* [TAREAS A REALIZAR]
1 - ¿Cómo se llamaba la abuela según el texto?
2 - Traduce al inglés esta oración del texto: "Falleció a los tres días al lado de mi hermano durante un sueño que mamá le indujo con narcóticos."
3 - Transcribe el fragmento del texto que comienza en las palabras "Falleció a los" y termina después de "durante su demencia.".

* [TEXTO PARA LEER]
□ □ □ □

Ella ya no estaba ahí
Veía en la pantalla Una familia de diez, pero ella ya no estaba ahí. Me senté a su lado y no volteó cuando le di la mano. ¿Ignoró mi presencia por dolor a reconocerme o simplemente no sintió el contacto? Me paré frente a su cuerpo a manera de adiós. Miró mi cara por fin, pero ella ya no estaba ahí. Era el horror. Me arrepiento de haber obligado esa visión. En sus ojos vi asomándose a gente muerta de su pasado. Ella no estaba ahí, y como no era ella me fui.
Falleció a los tres días al lado de mi hermano durante un sueño que mamá le indujo con narcóticos. Mi hermano lo confirma: “ya no estaba ahí, no era ella”. Murió soñando un sueño ajeno tras haber servido durante dos años y medio a todos esos fantasmas de nuestra sangre (algunos dulces, otros iracundos) que la habitaron durante su demencia.
Mi abuela se llamó María Rosa, pero dejó de responder a su nombre y esa desmemoriada mujer vieja ya no me supo su nieto. Había dejado de estar ahí mucho antes de morir y esa existencia suya desencajada del tiempo y de la realidad conocida jamás pude definirla: cada vez que lo intenté, las palabras sueltas que surgían se negaban a ser articuladas: asfixia, desesperación, angustia, miedo, olvido, dolor y desconcierto.
Y ella ya no estaba ahí, se había convertido en eso: en fragmentos de sufrimiento, en pedazos rotos de interminable tristeza que se colisionaban unos contra otros caóticos e hirientes dentro de un cuerpo cada vez más doblado, cada vez más débil, cada vez más lento. Siempre me inquietó la idea de que su piel siguiera oxidándose; nada en su superficie de 96 años era rosa ni liso: llagas, raspaduras y negras protuberancias.

□ □ □ □

* [DATOS PROPORCIONADOS]
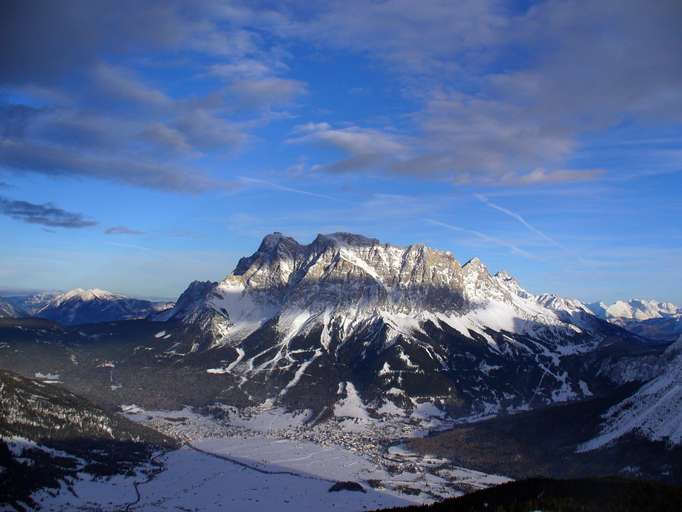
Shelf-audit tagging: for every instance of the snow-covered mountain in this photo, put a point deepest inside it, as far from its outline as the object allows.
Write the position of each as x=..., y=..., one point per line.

□ □ □ □

* [SOLUCIONES DEL EJERCICIO]
1 - María Rosa.

2 - She died three days later beside my brother, during a sleep that Mom induced in her with narcotics.

3 -
Falleció a los tres días al lado de mi hermano durante un sueño que mamá le indujo con narcóticos. Mi hermano lo confirma: “ya no estaba ahí, no era ella”. Murió soñando un sueño ajeno tras haber servido durante dos años y medio a todos esos fantasmas de nuestra sangre (algunos dulces, otros iracundos) que la habitaron durante su demencia.